Data from a point labeling set

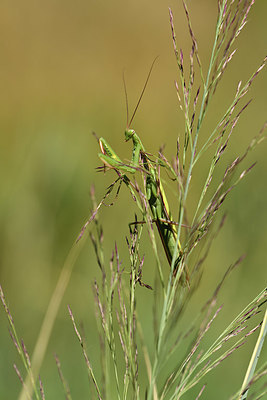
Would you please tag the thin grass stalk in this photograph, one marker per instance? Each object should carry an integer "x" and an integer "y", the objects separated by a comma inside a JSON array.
[
  {"x": 170, "y": 290},
  {"x": 21, "y": 349},
  {"x": 254, "y": 359}
]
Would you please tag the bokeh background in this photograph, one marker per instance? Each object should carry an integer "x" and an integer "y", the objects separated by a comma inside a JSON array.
[{"x": 61, "y": 78}]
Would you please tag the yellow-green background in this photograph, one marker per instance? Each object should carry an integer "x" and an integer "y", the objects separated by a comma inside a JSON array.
[{"x": 61, "y": 78}]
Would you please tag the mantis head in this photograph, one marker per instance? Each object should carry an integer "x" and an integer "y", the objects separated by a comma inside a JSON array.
[{"x": 129, "y": 133}]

## The task
Reproduce all of the data above word for word, but omit the pictures.

## Finished answer
Would you please tag the thin grass stalk in this photograph, one marker per instance? Each object should carry an integer "x" and an integer "y", the objects separated by a comma inside a JSON array.
[
  {"x": 170, "y": 290},
  {"x": 21, "y": 349},
  {"x": 254, "y": 359}
]
Would you please tag the bokeh background in this photograph, one marker per instance? Each object should carry an integer "x" and an integer "y", the objects separated by a comma inside a JSON array.
[{"x": 61, "y": 78}]
Would you please tag the yellow-green background in this photograph, one marker per instance? Each object should carry an integer "x" and an integer "y", the objects separated by a comma inside a JSON array.
[{"x": 61, "y": 78}]
Would you please tag the mantis head in this photograph, one marker per instance? Each object should carry an integer "x" and an integer "y", the objects separated by a comma inside a JSON array.
[{"x": 129, "y": 133}]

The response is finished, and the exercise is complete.